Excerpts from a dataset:
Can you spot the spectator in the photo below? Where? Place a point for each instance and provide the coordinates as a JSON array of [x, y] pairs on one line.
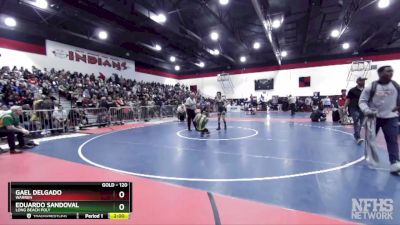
[[381, 99], [9, 127], [352, 103]]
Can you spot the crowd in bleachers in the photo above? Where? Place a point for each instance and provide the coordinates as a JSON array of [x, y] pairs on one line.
[[20, 86]]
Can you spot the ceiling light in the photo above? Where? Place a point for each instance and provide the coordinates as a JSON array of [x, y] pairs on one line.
[[335, 33], [161, 18], [223, 2], [383, 3], [276, 23], [215, 52], [103, 35], [43, 4], [10, 22], [157, 47], [214, 36]]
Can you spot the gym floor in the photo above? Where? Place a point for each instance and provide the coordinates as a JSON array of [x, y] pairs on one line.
[[268, 168]]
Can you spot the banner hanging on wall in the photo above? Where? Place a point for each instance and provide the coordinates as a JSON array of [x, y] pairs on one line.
[[78, 59]]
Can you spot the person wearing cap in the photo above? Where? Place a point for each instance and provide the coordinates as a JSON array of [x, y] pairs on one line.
[[9, 127], [352, 105], [381, 100]]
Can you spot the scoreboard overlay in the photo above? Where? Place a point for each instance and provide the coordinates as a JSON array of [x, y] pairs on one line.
[[70, 200]]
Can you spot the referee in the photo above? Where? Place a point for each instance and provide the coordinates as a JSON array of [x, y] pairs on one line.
[[190, 108]]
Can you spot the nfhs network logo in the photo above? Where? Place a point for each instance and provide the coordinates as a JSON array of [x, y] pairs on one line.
[[372, 209]]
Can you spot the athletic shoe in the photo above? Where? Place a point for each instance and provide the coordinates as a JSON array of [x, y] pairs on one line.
[[25, 147], [395, 168], [16, 151]]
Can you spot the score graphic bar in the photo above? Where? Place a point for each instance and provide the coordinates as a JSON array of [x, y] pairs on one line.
[[70, 200]]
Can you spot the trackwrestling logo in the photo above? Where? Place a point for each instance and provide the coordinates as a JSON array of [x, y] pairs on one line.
[[372, 209]]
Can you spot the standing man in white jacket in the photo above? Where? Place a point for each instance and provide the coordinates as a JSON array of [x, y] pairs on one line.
[[381, 99], [190, 105]]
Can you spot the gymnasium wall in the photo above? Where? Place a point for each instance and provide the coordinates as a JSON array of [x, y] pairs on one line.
[[61, 56], [328, 80]]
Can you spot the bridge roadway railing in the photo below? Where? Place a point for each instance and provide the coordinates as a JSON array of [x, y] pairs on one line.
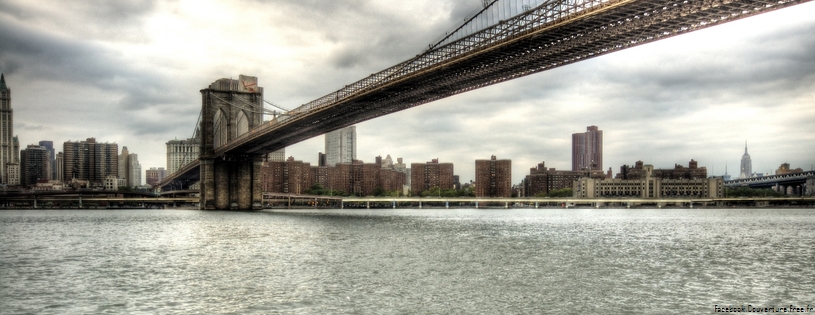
[[770, 179], [639, 21], [547, 13]]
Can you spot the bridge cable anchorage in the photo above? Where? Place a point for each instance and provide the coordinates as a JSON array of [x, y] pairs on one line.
[[249, 109]]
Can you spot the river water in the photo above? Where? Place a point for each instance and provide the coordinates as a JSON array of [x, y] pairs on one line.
[[431, 261]]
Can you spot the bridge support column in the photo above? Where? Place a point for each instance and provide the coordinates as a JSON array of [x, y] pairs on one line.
[[231, 183]]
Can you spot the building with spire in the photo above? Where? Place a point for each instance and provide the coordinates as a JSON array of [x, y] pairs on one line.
[[746, 164], [9, 147], [587, 150]]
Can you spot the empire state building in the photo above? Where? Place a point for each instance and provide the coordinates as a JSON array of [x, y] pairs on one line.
[[746, 164], [8, 146]]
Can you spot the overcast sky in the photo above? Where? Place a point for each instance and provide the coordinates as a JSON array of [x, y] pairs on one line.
[[130, 72]]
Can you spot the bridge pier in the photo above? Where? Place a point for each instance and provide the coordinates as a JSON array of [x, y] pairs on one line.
[[231, 183], [229, 109]]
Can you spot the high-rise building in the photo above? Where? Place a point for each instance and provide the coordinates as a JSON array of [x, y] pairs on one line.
[[746, 164], [129, 168], [52, 167], [279, 155], [59, 164], [341, 146], [8, 146], [34, 165], [429, 175], [155, 175], [134, 170], [493, 178], [587, 150], [181, 152], [123, 164], [89, 160]]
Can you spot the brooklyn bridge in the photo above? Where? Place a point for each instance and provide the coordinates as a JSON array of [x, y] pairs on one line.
[[507, 39]]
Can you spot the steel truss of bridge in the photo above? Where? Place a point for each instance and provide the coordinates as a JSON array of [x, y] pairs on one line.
[[550, 35], [773, 180]]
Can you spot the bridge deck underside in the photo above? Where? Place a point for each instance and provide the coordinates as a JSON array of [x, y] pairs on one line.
[[595, 32]]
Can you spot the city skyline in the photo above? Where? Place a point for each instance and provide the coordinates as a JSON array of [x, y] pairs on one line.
[[134, 80]]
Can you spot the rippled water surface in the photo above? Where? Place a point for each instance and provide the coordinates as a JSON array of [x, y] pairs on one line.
[[405, 261]]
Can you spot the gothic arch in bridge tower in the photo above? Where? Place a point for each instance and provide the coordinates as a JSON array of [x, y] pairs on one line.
[[229, 109]]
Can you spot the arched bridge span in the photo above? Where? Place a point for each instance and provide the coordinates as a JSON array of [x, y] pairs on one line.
[[549, 35]]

• Exercise instructions
The data is to be restated word for word, with any pictures set aside.

• Exercise solution
Can you spot the spectator in the photo below? Where? Place a point for each instance and provide the coordinates as a JSON array of [x, y] pairs on one line.
[[381, 99], [9, 127], [352, 103]]
Can you spot the crowd in bleachers in the photo above? Where? Place a point for each instance and provide the coordinates as a JSON array of [x, y] pairs on one line.
[[20, 86]]
Can you spot the ceiling light in the photo above? Where? Place a point for each instance and provide the coordinates as a JSON array of [x, y] pairs on one line.
[[335, 33], [161, 18], [223, 2], [383, 3], [276, 23], [215, 52], [103, 35], [43, 4], [10, 22], [157, 47], [214, 36]]
Can you spot the gym floor in the photo above? Where? Place a point for each instance and provide the coordinates as a JSON array of [x, y] pairs on one line.
[[268, 168]]
Can you spot the banner hanging on wall in the photo above? Where? Place a point for each instance and provide the coordinates as a JSON array of [x, y] pairs on one line.
[[78, 59]]
Can you spot the person wearing cap in the photo above? Where? Place a point for each instance and provide the coordinates as a JSON array of [x, y] pairs on one line.
[[9, 127], [352, 105], [381, 100]]
Can you spot the scoreboard overlay in the photo above? Where? Place a point for each instance and provide the coordinates as a JSON array of [x, y] pairs on one line.
[[70, 200]]
Can you spot the referee in the photo above? Where? Place a point for each instance and provide the coordinates as a JSON array of [x, y] pairs on one line.
[[190, 108]]
Can you spot the nfhs network logo in the photo above? Where? Place a point for each instance and provide the coordinates as a JSON array of [x, y] pairs on one line.
[[372, 209]]
Can you spot the athletic shoe in the photo above? Where? Place a point for each instance and provide the coordinates as a JSON array of [x, y] pairs on one line.
[[25, 147], [395, 168], [16, 151]]
Can you spot the score graphic bar in the photo above? Where? Place a point for each instance and provide the coordinates as a JSON array of [x, y] pairs on one line.
[[70, 200]]
Can you spot the trackwrestling logo in the photo above? Where? Place a point for each instance and provide the coordinates as a JSON array of [x, y] pairs on one line.
[[372, 209]]
Can you spot the standing man in white jacket in the photo above? Where? Place a point for each instance and provide the coordinates as a JSON array of [x, y] pairs on one line.
[[381, 99], [190, 105]]
Can you spot the gymnasium wall in the photo above? Where? Place a point for each instance and provide the coordinates as a JSON array of [x, y] pairs on one line.
[[61, 56], [328, 80]]
Can you spot the bridge roadway railing in the photo below? Where? Place a point for each instance and provide the coordinates as a JSON array of [x, y] pairs on one line.
[[770, 179], [639, 21], [547, 13]]
Can you spot the bridge cable anchorage in the photo above? Where? Place a point for each instance and provide the coordinates as a JSON array of [x, y] pairs on one line.
[[249, 109]]
Can you spot the river water in the photo above? Where? Place a point for each instance and provide the coordinates as a JSON array of [x, y] pairs on one line.
[[431, 261]]
Can you spot the bridge support column in the photo above? Where? Place a point for each instance and provide the coordinates as a JSON array of [x, y] pairs on one line.
[[231, 183]]
Can you spot the building with spire in the photo above? Where? Place a point for each instance and provide the coordinates as a JSON array of [x, y] pairs on one line.
[[746, 164], [9, 147], [587, 150]]
Can you spot the empire state building in the photo above? Where? Place a point for each instance and provide the coordinates as a JSON array of [x, y] pairs on one line.
[[746, 164], [8, 146]]
Can you spot the overcast sky in the photo above? Where? Place a point for each instance and provide the coordinates as a JSON array of [x, y] pairs on one line.
[[130, 72]]
Can you spot the bridge pier in the photo above? Where? Place a point for each instance and provide the coordinates as a JSON array of [x, y] pairs on one line.
[[231, 183], [229, 109]]
Can you spot the high-rise building in the photo above? Where? Place a point for each instance and provide the coordinates as a JSON array of [x, y] pairs on one line.
[[746, 164], [129, 168], [52, 167], [279, 155], [59, 164], [341, 146], [8, 146], [34, 165], [429, 175], [155, 175], [134, 170], [493, 178], [587, 150], [181, 152], [123, 164], [89, 160]]
Can you spot the brooklyn bridge in the photo above? Where? Place a point for each instance and provide the coordinates as a JSON array of [x, y] pairs on one line.
[[507, 39]]
Can you spot the steel truss of bridge in the photo above? Where? Place a point for each instance and provide the coordinates as a JSON array of [x, y] pairs on one line.
[[550, 35], [773, 180]]
Can you spot the bridge deck underside in the photo above? Where? Place a point for each instance and provide the coordinates as a JSON array of [x, y] pairs on one line.
[[595, 32]]
Can you spot the city skyline in the photo above? Where? Place a point for each instance and provide the coordinates as a JSON array of [x, y] pairs on one line.
[[134, 80]]
Can you spot the rippled water surface in the photo above? Where? Place a point for each instance and provide the coordinates as a JSON array of [x, y] pairs on one line.
[[405, 261]]
Can you spot the gothic arch in bridge tower in the photo above? Where? Place a point for each instance and provide the coordinates as a JSON array of [x, y] pairs on one line.
[[229, 109]]
Can you spot the arched bridge span in the photo above? Where? Place a point for each instance and provide the coordinates as a JSON array of [x, y] pairs on one line.
[[549, 35]]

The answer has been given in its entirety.